> [ZIEL A] Kopiere unverändert die Zeilen der gesammelten Daten weiter unten, vom Anfang dieser Zeilen bis einschließlich der Zeile mit „142], [432, 143]]“.

======== QUELLE

Kuhandel um Einlagen

Diesen Kuhhandel beurteilt der bekannte Historiker Prof. Mommsen laut Frankfurter Rundschau vom 24.2.99 mit folgenden Worten: "Ein Dutzend Unternehmen zeigt sich inzwischen bereit, für den Fonds nicht näher bezeichnete Einlagen zu machen." Damit aber werde die Realität des Nationalsozialismus verzerrt, kritisierte Mommsen: Von Zwangsarbeitern hätten die gesamte Wirtschaft wie auch die Landwirtschaft profitiert. Auch die Rechtsnachfolger etwa der Reichsbahn und auch anderer Reichsunternehmungen ständen den Opfern gegenüber in der Pflicht. Der Fonds müsse eigentlich vom Bund getragen werden", sagte Mommsen. Die angestrebte Lösung sei "unglücklich, weil das jetzt als ein Problem des Kapitalismus deklariert wird."

Also geht es nicht um späte Anerkennung einer Schuld, sondern nackte Interessen sind der Hintergrund dieser Gespräche. Trotz wiederholtem Drängen der Arbeitsgemeinschaft der Verbände der Opfer nach einem Gespräch im Kanzleramt, gibt es bis zur Stunde keine Einladung.

================

> [ZIEL B] Knüpfe an den Text oben über den Kuhhandel um Einlagen in den Fonds für Zwangsarbeiter an und schreibe ihn nach seinem letzten Satz weiter.

======== DATENSÄTZE

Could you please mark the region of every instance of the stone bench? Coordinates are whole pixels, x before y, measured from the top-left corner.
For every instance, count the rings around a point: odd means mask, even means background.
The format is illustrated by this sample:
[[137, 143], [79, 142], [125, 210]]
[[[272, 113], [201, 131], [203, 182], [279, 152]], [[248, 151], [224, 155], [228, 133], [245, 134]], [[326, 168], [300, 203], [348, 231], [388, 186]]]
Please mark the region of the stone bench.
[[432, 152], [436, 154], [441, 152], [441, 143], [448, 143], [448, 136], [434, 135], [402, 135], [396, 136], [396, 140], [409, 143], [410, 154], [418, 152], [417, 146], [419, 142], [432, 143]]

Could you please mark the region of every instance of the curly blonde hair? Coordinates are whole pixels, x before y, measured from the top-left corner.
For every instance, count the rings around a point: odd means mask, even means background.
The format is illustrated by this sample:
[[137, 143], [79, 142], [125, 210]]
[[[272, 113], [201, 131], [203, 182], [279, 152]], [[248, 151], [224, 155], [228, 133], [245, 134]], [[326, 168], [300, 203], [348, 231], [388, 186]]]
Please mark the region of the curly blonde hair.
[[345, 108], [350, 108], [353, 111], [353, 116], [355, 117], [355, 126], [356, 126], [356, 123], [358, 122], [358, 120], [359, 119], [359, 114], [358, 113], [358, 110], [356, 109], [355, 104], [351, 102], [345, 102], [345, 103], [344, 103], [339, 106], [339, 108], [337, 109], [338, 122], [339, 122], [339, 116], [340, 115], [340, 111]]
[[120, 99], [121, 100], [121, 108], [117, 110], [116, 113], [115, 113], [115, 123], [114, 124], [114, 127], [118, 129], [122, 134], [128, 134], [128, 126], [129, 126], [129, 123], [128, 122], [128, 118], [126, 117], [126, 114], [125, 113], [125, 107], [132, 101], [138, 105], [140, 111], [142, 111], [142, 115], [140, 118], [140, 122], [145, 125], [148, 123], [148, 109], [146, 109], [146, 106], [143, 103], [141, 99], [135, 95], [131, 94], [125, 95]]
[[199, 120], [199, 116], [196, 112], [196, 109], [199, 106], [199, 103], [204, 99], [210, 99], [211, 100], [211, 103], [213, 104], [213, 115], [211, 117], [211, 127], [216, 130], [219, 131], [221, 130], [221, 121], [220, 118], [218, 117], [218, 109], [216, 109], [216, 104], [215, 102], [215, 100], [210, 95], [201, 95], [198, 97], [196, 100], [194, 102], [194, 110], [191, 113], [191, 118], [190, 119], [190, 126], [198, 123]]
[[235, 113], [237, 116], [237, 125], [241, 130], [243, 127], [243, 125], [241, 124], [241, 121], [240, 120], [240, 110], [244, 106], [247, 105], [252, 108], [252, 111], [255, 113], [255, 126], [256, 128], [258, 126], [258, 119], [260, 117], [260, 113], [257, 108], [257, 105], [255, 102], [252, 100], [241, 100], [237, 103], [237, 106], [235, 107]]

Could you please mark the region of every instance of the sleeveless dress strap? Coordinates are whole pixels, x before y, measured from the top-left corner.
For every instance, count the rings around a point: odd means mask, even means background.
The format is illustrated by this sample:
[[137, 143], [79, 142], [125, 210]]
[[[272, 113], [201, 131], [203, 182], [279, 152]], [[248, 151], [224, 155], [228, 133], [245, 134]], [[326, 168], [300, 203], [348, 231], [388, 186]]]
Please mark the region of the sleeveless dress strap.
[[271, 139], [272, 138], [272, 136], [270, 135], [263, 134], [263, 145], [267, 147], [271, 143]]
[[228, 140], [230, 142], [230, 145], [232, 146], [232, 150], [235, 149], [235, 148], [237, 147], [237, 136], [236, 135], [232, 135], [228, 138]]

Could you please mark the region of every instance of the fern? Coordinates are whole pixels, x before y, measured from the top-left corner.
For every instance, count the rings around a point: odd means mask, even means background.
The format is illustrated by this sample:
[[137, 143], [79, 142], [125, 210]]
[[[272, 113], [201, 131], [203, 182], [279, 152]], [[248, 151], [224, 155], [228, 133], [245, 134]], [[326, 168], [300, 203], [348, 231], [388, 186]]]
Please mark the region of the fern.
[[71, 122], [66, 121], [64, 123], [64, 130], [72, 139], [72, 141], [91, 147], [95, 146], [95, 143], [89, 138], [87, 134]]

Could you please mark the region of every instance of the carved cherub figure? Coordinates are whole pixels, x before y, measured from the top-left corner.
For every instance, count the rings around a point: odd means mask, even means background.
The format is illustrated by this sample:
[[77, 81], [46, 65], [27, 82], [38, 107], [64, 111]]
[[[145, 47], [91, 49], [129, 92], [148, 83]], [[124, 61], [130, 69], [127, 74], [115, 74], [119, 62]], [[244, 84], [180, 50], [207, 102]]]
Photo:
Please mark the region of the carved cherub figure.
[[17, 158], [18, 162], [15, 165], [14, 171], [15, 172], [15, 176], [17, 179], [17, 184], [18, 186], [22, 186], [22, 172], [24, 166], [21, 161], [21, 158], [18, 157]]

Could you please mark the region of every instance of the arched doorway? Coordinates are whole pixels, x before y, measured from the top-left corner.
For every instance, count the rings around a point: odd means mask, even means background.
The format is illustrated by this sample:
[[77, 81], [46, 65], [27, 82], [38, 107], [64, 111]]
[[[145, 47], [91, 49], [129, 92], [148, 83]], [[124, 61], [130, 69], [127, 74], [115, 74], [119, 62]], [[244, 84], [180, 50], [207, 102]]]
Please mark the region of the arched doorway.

================

> [ERGEBNIS A]
Could you please mark the region of every instance of the stone bench? Coordinates are whole pixels, x before y, measured from the top-left corner.
For every instance, count the rings around a point: odd means mask, even means background.
The format is illustrated by this sample:
[[137, 143], [79, 142], [125, 210]]
[[[272, 113], [201, 131], [203, 182], [279, 152]], [[248, 151], [224, 155], [228, 133], [245, 134]], [[326, 168], [300, 203], [348, 231], [388, 186]]]
Please mark the region of the stone bench.
[[432, 152], [436, 154], [441, 152], [441, 143], [448, 143], [448, 136], [434, 135], [402, 135], [396, 136], [396, 140], [409, 143], [410, 154], [418, 152], [417, 146], [419, 142], [432, 143]]

> [ERGEBNIS B]
Auch auf die offizielle Aufforderung an alle Nutzniesser der Zwangsarbeit sich an dem Fonds zu beteiligen, gibt es nur wenig positive Reaktionen. Dies hat uns veranlaßt, die Firma Bosch in einem Schreiben vom 23.2.99 aufzufordern, sich in angemessener Höhe an diesem Fonds zu beteiligen. Darauf erging am 2.3.99 an die Interessengemeinschaft ehemaliger Zwangsarbeiter unter dem NS- Regime die folgende Antwort:

"Unsere derzeitige Haltung zu dieser Frage können Sie folgender Verlautbarung vom 10.2.1999 entnehmen:

"Der Robert Bosch GmbH liegen die Berichte der Medien über das Ergebnis der Reise von Minister Hombach nach Washington vor. Wir halten den Vorschlag, Zahlungen über einen Fonds abzuwickeln, für konstruktiv, können aber das Ergebnis erst bewerten, wenn weitere Einzelheiten bekannt sind."

Also man hält sich bedeckt und will kein Signal geben.

Konkrete Schicksale

Trotzdem kann man die erfreuliche Feststellung treffen, daß sich die Medien laufend und zum Teil sehr ausführlich mit dem Thema Entschädigung für Zwangsarbeit befassen und ein weltweites Interesse geweckt haben. Eine Flut von erschütternden Briefen aus allen Ländern - vorwiegend aus Osteuropa - erreicht uns. Manche betrachten offenbar unsere Interessengemeinschaft als eine Abteilung des Kanzleramtes, wenn Briefe an den Bundeskanzler Schröder an die Adresse Böblinger Str. 195 gelangen. Wieviele Erwartungen an eine baldige Entschädigung geknüpft werden, kann man auch aus dem folgenden Brief einer Frau aus Frunse herauslesen: "Man hat mich mit 14 Jahre nach Deutschland gebracht. Ich habe gearbeitet in große Fabrik in Karlsruhe. Name weiß ich nicht. Jetzt bin ich arm, alt und krank und brauche Hilfe."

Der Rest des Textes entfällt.